> **DATA EXCERPTS**:

○ ○ ○ ○

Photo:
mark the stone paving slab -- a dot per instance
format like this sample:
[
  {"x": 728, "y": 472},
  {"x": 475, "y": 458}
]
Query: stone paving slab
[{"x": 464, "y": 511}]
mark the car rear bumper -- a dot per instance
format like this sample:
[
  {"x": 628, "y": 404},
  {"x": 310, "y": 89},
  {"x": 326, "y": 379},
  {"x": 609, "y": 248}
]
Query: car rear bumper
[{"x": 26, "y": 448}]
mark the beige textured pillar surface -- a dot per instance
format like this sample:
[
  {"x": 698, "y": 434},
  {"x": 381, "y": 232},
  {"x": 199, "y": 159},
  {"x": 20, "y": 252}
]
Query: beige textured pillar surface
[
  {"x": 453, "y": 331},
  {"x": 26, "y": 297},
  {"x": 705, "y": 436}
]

○ ○ ○ ○

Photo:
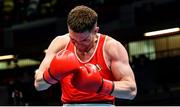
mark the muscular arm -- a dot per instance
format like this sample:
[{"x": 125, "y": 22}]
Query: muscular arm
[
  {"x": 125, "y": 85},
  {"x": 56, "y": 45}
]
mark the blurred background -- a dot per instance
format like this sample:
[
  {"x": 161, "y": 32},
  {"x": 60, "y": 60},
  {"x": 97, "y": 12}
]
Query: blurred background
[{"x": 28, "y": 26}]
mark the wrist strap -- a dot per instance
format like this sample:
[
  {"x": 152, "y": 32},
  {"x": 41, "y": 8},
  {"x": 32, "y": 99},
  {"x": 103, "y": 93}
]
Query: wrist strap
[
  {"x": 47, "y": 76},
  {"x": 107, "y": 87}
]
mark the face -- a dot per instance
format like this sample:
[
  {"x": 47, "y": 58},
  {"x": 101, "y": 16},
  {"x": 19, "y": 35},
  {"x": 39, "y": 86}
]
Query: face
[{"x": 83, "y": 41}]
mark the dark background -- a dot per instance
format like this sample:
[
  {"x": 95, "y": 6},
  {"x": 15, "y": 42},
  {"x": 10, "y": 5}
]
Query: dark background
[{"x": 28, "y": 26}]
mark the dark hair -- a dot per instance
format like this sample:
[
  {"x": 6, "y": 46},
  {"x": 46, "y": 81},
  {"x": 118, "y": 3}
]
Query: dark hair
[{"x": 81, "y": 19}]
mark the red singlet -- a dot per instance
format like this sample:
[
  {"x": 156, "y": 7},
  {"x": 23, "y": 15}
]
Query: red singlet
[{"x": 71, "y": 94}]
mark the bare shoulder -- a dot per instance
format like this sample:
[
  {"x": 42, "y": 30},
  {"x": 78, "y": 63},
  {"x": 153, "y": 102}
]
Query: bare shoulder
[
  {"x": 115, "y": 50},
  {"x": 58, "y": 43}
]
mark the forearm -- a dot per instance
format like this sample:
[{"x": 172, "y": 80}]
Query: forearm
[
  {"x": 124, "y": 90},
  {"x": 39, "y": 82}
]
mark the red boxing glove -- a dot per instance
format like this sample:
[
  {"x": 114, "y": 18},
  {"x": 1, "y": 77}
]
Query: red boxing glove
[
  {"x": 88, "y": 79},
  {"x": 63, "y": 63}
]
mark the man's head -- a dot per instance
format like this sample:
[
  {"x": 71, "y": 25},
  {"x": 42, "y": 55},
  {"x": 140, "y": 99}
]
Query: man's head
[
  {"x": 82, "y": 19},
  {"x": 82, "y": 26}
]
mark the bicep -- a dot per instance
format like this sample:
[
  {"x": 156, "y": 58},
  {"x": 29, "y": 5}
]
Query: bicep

○ ○ ○ ○

> **WORK TO COMPLETE**:
Copy out everything from the line containing "mark the dark hair -- a dot per instance" down to the line containing "Query: bicep", with both of those lines included.

> **FINAL ANSWER**:
mark the dark hair -- a dot per instance
format like this sample:
[
  {"x": 6, "y": 46},
  {"x": 46, "y": 81},
  {"x": 118, "y": 3}
]
Query: dark hair
[{"x": 81, "y": 19}]
mark the red singlet -- a dot per instance
format like this sample:
[
  {"x": 156, "y": 7},
  {"x": 23, "y": 15}
]
Query: red singlet
[{"x": 71, "y": 94}]
mark the bare shoulder -- a dot per instance
format like this sample:
[
  {"x": 42, "y": 30},
  {"x": 78, "y": 63},
  {"x": 153, "y": 102}
]
Query: bare shoulder
[
  {"x": 115, "y": 50},
  {"x": 58, "y": 43}
]
mark the forearm -- a dot per instance
format like this sample:
[{"x": 172, "y": 80}]
Query: forearm
[
  {"x": 124, "y": 90},
  {"x": 39, "y": 82}
]
mark the red boxing glove -- a dot per instance
format like this sample:
[
  {"x": 114, "y": 18},
  {"x": 1, "y": 77}
]
Query: red boxing glove
[
  {"x": 88, "y": 79},
  {"x": 63, "y": 63}
]
mark the man's head -- a dot per instance
format like this sample:
[
  {"x": 71, "y": 25},
  {"x": 42, "y": 55},
  {"x": 140, "y": 99}
]
Query: man's head
[
  {"x": 82, "y": 19},
  {"x": 82, "y": 26}
]
mark the bicep -- a dot per instance
format like this sample:
[
  {"x": 156, "y": 58},
  {"x": 29, "y": 5}
]
Query: bicep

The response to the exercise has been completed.